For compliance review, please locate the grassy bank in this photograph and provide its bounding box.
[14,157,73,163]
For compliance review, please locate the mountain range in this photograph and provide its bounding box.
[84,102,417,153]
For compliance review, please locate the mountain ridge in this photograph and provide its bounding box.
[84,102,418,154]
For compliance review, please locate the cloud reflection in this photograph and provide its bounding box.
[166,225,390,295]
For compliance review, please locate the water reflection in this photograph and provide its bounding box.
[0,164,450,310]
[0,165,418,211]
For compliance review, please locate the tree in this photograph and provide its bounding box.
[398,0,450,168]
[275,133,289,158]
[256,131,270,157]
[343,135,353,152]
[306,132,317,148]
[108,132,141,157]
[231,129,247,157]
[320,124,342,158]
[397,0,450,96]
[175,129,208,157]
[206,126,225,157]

□ □ □ □ □

## EXERCISE GOAL
Render all of the entries above as a JSON list of strings, with one string for each line and any blank lines omitted.

## SOLUTION TO THIS PROBLEM
[
  "For compliance review, please locate the grassy bank in this photograph and provide its bounding box.",
  "[14,157,73,163]",
  "For compliance review, please locate the mountain range in this photograph and provide its bounding box.",
  "[84,102,417,153]",
  "For compliance review, please locate the mountain ridge in this photograph and provide its bounding box.",
  "[84,102,418,154]",
  "For compliance review, please locate the cloud reflection in this photograph and provide its bounding box.",
  "[166,225,390,295]",
  "For compliance review, please locate the water reflection in this photograph and provide its bounding box.",
  "[0,164,450,310]",
  "[0,165,418,211]",
  "For compliance review, please locate the tree in this photograph and provide its bounding box.",
  "[398,0,450,168]",
  "[275,133,289,158]",
  "[256,131,270,157]",
  "[343,135,353,152]",
  "[306,132,317,148]",
  "[108,132,141,157]",
  "[231,129,247,157]",
  "[320,124,342,158]",
  "[397,0,450,96]",
  "[175,129,208,157]",
  "[206,126,225,157]"
]